Pull out every line in the records that contains the string "white". Case counts, so match capital and lowercase letters as given.

━━━ DATA TO USE ━━━

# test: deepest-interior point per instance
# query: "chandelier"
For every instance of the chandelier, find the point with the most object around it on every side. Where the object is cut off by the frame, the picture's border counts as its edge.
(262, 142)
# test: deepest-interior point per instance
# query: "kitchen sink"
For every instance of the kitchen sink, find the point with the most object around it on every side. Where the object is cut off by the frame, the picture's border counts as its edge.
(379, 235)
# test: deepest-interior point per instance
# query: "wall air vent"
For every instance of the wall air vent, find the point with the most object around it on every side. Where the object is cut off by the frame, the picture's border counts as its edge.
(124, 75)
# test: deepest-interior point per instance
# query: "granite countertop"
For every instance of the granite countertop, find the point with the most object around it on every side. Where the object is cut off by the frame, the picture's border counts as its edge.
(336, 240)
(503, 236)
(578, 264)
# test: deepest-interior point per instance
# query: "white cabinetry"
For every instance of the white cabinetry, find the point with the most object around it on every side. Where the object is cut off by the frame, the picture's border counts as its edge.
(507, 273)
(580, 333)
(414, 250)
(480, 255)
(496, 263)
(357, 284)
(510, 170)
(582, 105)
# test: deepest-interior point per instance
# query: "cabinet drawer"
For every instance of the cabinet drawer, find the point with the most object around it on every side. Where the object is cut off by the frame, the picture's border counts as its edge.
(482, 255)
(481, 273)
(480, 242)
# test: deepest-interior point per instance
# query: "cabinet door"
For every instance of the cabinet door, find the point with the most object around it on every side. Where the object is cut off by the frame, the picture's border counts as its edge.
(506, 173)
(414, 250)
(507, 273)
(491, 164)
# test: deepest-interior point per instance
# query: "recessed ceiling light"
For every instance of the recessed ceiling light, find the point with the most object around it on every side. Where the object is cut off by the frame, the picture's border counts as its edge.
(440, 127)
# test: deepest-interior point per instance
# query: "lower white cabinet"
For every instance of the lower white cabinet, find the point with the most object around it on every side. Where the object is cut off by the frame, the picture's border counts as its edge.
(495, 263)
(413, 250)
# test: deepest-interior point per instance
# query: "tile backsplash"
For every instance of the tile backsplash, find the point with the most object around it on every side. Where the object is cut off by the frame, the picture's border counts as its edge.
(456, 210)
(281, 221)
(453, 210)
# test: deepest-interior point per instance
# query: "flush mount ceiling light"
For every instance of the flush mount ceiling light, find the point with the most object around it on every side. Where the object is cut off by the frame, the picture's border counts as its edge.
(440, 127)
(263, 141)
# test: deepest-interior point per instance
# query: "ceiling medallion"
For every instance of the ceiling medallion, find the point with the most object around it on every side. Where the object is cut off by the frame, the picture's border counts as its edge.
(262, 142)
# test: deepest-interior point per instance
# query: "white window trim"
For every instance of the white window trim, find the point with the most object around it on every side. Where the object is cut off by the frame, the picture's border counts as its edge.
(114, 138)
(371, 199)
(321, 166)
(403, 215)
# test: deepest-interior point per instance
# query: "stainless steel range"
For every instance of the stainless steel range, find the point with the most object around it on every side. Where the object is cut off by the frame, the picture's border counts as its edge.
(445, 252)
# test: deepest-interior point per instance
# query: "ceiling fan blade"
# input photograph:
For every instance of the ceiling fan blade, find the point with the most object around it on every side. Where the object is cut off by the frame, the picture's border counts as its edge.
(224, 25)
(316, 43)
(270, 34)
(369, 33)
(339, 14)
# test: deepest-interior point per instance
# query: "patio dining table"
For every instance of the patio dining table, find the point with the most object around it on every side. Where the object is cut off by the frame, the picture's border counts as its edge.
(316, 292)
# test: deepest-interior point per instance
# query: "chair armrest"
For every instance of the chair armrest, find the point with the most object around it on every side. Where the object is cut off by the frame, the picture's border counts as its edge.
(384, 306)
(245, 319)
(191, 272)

━━━

- SOLUTION TO THIS PROBLEM -
# query: "white cabinetry"
For every instance of the white cabinetry, find the point with the most object around it on every side. Where the object is cut off by the frame, the picture's border counts as its edge.
# query: "lower white cabinet"
For every instance of the lower white cabinet, find the point with the most object around it on every side. Where the object is cut off by the frame, the picture's border counts as its edge.
# query: "white window trim"
For every instance of the white window trim, find the point with the most object around it on every side. Where the object is cut off by the frame, the picture's border counts as its edge.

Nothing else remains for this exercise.